PROVIDED DATA:
- - - - -

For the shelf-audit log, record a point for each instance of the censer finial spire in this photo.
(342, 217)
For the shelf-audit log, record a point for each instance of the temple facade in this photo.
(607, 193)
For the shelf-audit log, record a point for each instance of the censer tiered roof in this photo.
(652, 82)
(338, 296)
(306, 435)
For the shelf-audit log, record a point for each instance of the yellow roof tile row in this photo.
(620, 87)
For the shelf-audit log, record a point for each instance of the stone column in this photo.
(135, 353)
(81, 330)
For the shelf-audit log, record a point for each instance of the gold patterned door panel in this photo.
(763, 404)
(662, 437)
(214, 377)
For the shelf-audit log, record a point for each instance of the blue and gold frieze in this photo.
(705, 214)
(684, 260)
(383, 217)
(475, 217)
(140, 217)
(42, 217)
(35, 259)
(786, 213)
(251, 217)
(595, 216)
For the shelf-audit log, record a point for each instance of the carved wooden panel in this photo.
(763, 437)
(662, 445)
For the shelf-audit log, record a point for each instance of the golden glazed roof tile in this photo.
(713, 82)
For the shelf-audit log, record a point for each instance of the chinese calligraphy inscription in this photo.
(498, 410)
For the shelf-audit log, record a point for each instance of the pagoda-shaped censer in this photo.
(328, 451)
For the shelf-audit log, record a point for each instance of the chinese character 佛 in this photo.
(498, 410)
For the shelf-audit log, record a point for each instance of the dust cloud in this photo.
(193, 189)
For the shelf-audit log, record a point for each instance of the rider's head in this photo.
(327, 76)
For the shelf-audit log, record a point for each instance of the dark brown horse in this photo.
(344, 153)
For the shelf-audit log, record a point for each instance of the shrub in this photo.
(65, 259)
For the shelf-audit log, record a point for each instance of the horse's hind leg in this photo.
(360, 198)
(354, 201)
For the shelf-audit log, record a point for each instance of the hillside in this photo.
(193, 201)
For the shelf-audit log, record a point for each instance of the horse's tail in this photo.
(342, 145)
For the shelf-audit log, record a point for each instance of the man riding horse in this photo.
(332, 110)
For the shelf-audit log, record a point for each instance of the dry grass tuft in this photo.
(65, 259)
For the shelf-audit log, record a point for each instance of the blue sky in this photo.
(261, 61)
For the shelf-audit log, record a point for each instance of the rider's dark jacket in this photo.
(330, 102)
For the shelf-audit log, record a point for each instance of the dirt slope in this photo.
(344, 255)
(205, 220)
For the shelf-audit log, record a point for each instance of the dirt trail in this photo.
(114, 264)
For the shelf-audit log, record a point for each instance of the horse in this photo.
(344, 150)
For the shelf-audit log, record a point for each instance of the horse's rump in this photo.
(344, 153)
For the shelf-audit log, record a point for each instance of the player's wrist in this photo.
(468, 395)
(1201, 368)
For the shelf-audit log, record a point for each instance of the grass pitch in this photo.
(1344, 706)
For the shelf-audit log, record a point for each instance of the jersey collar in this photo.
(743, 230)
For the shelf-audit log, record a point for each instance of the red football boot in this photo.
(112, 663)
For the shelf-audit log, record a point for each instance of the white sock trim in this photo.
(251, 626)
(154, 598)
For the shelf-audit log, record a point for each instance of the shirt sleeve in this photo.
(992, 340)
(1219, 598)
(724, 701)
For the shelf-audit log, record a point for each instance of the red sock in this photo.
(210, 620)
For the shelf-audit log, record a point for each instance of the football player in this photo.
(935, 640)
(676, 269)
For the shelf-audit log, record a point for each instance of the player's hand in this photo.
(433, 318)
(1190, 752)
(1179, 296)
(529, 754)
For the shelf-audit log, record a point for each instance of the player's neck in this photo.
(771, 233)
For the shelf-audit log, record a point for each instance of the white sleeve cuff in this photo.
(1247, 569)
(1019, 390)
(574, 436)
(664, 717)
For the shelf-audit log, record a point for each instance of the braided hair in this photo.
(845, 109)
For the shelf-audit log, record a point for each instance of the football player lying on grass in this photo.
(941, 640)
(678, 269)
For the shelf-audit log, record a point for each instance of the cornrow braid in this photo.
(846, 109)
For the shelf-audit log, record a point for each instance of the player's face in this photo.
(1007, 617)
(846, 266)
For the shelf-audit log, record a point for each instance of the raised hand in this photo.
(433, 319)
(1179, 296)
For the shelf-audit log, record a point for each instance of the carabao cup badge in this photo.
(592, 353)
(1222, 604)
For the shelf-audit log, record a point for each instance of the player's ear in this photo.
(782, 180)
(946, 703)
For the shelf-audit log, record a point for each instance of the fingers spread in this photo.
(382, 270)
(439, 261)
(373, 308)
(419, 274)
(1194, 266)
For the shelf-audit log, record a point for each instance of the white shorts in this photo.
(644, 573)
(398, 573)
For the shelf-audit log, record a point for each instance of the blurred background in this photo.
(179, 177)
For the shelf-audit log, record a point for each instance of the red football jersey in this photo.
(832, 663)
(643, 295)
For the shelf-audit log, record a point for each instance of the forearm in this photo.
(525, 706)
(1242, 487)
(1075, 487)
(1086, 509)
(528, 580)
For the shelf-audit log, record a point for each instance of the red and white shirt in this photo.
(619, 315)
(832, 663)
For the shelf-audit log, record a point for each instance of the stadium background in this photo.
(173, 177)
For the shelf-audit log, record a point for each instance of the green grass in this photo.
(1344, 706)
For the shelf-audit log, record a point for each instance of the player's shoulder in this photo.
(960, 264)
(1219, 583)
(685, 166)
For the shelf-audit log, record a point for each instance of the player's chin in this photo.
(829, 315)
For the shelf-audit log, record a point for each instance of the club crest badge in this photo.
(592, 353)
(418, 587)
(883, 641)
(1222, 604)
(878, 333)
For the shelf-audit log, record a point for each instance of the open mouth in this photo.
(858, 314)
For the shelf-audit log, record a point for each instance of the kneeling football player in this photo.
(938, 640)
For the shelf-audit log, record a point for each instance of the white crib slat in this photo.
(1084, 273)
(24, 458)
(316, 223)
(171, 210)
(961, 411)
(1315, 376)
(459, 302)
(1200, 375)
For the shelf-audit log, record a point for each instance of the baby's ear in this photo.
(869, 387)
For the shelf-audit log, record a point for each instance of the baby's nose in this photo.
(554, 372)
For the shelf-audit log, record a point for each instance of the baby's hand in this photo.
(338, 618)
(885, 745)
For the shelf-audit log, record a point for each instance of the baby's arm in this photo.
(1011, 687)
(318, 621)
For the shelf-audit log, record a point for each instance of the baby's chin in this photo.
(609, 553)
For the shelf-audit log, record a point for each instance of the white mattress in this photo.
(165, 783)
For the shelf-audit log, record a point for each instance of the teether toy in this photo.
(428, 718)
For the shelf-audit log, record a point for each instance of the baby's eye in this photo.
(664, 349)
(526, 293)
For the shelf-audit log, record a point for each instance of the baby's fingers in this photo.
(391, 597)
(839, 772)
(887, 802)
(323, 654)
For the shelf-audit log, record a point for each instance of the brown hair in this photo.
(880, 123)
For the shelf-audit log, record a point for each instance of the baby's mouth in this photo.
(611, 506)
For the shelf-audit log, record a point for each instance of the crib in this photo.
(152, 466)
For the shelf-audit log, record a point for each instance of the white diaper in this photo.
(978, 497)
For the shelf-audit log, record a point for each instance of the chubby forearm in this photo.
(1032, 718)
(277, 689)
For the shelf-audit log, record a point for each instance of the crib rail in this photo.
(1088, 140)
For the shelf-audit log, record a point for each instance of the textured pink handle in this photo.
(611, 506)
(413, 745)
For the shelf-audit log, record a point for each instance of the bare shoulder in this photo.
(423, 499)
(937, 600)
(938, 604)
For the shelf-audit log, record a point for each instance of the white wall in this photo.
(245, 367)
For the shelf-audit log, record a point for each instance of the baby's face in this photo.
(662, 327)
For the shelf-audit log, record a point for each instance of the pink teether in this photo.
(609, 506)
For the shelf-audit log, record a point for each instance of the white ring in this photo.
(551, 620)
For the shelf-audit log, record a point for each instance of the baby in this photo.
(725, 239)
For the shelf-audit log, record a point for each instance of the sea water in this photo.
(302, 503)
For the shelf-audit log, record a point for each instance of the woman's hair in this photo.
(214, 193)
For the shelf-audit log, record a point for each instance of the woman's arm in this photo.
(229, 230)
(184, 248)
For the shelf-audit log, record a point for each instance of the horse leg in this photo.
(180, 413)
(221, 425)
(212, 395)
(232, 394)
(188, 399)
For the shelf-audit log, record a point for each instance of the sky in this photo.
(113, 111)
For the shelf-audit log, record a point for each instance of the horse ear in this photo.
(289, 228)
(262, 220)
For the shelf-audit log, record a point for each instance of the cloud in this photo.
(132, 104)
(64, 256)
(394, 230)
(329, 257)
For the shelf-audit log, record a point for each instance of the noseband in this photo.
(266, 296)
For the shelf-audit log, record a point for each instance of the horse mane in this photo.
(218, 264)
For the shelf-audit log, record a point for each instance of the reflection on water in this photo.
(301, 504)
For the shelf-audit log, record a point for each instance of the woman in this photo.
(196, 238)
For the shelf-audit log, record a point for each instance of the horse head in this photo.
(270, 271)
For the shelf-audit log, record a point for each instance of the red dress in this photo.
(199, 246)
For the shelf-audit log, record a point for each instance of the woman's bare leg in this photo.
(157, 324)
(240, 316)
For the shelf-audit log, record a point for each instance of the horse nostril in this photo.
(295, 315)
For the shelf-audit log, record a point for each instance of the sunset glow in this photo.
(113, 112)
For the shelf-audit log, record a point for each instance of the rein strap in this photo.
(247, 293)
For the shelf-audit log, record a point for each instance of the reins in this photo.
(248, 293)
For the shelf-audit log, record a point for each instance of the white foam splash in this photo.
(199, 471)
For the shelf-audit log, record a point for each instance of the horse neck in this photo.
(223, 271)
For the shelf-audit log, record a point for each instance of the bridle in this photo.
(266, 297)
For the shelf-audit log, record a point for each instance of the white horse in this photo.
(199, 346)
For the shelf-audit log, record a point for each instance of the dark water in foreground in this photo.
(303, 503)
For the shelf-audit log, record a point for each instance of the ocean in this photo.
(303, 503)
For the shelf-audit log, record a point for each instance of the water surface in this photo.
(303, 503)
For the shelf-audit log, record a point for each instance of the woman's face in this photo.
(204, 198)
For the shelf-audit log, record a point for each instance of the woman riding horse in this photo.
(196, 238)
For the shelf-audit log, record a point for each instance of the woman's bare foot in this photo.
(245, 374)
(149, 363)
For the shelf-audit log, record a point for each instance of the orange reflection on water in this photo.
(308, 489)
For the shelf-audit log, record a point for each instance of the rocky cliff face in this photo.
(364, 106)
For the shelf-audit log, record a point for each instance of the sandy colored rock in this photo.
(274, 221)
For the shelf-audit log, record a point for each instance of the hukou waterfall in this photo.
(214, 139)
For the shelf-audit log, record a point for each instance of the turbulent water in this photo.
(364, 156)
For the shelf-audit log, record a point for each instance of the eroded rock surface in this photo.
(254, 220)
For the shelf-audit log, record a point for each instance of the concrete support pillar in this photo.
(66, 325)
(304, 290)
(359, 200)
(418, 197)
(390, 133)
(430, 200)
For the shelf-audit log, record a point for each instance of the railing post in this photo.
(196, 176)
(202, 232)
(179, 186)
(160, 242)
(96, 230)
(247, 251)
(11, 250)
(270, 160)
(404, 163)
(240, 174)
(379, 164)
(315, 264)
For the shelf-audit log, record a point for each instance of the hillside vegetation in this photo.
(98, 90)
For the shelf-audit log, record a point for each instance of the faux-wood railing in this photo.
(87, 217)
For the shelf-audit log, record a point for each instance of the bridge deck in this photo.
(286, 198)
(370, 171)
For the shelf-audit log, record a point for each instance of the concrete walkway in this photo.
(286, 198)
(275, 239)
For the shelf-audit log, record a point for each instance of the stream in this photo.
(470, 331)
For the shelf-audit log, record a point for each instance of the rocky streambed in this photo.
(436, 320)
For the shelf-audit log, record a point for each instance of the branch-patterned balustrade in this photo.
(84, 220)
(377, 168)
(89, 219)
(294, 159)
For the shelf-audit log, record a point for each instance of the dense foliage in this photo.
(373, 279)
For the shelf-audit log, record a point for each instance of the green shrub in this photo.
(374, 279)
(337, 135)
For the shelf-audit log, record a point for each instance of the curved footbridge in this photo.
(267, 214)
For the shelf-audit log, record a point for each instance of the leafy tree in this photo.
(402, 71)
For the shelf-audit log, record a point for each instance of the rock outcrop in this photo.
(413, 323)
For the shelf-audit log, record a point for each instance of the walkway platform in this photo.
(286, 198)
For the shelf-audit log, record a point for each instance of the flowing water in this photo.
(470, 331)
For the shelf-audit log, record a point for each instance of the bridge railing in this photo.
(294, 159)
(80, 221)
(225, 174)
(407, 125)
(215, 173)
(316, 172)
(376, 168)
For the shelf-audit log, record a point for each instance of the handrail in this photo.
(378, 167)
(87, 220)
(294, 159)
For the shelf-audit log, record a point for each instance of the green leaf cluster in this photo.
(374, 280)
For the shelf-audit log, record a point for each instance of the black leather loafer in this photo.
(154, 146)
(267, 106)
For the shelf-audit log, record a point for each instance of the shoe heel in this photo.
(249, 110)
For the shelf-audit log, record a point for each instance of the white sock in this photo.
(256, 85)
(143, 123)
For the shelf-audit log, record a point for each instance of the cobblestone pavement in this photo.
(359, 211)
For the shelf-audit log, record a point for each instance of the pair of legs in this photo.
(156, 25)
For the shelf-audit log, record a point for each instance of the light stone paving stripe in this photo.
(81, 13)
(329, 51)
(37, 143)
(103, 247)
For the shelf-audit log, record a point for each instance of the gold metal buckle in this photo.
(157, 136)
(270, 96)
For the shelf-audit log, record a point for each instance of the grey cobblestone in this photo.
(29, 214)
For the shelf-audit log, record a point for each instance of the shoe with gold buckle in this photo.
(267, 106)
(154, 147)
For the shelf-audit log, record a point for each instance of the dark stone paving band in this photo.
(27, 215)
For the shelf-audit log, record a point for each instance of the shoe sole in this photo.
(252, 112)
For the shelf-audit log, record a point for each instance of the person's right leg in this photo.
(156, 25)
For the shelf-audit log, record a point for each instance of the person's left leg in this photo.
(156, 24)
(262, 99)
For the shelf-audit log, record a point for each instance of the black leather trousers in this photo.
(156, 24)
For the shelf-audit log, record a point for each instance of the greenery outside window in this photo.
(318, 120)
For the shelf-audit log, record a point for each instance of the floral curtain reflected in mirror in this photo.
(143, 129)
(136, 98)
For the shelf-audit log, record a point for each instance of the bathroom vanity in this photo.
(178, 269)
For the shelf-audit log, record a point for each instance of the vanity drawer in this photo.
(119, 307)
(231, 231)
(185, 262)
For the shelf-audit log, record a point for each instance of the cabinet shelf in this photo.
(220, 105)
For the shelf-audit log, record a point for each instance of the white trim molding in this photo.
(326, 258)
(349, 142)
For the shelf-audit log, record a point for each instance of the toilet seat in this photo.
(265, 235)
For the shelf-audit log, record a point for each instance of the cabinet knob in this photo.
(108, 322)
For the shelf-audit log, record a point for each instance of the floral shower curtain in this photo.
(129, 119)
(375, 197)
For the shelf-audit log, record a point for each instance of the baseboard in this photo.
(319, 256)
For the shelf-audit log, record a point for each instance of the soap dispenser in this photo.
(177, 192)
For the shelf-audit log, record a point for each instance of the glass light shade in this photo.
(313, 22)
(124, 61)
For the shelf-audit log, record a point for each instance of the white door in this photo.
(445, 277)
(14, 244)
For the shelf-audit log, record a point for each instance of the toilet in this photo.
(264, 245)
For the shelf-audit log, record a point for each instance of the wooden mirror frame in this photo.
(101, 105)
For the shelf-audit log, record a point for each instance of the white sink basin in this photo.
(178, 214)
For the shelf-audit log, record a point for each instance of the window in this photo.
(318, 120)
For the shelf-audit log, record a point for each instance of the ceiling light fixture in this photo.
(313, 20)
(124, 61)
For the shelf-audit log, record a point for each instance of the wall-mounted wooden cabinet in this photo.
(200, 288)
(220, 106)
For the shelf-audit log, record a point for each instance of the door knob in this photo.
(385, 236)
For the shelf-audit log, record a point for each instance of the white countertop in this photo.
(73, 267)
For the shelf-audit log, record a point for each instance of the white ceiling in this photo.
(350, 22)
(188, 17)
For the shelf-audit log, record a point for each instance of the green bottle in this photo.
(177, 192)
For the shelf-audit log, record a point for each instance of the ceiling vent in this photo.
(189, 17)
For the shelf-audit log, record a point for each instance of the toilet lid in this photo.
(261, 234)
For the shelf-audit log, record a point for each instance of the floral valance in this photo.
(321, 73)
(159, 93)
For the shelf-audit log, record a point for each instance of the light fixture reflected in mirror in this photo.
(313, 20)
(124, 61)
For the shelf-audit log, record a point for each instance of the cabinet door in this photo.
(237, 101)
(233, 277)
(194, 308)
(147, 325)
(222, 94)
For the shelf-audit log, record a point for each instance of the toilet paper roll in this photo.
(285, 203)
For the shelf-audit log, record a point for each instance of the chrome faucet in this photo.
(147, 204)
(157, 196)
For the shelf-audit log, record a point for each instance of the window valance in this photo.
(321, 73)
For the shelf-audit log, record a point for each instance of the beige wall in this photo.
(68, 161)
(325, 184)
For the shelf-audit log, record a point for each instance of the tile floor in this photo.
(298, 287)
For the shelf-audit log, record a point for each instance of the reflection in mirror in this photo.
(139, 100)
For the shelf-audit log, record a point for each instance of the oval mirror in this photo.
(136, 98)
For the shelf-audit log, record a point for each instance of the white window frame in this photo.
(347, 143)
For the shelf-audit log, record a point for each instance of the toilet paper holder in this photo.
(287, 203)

- - - - -

YOUR TASK: Everything from the line containing "countertop in this photo." through the last line of the records must be given again exactly; leave out all other lines.

WRITTEN RESPONSE:
For the shelf-audit log, record a point for each instance of the white countertop in this photo.
(73, 267)
For the shelf-audit log, record a point for each instance of the white ceiling in this photo.
(350, 22)
(188, 17)
For the shelf-audit log, record a point for each instance of the green bottle in this photo.
(177, 192)
For the shelf-audit log, record a point for each instance of the ceiling vent in this photo.
(189, 17)
For the shelf-audit log, record a point for each instance of the toilet lid in this photo.
(261, 234)
For the shelf-audit log, record a point for each instance of the floral valance in this photo.
(321, 73)
(159, 93)
For the shelf-audit log, record a point for each instance of the light fixture reflected in mirror in this photo.
(313, 20)
(124, 61)
For the shelf-audit log, record a point for each instance of the cabinet door in this photo.
(237, 101)
(233, 277)
(194, 308)
(147, 325)
(222, 94)
For the shelf-audit log, record a point for each instance of the toilet paper roll in this photo.
(285, 203)
For the shelf-audit log, record a point for each instance of the chrome faucet in this photo.
(147, 204)
(157, 196)
For the shelf-audit log, record a point for each instance of the window valance in this photo.
(321, 73)
For the shelf-audit log, record a point for each instance of the beige wall in this photo.
(68, 161)
(325, 184)
For the shelf-audit log, record a point for each instance of the tile floor in this photo.
(298, 287)
For the shelf-audit log, record a point for each instance of the reflection in mirror in this photo.
(139, 100)
For the shelf-audit log, record a point for each instance of the oval mirror in this photo.
(136, 98)
For the shelf-audit log, record a point for each instance of the white window frame in this photo.
(347, 143)
For the shelf-audit log, record a point for each instance of the toilet paper holder in this photo.
(287, 203)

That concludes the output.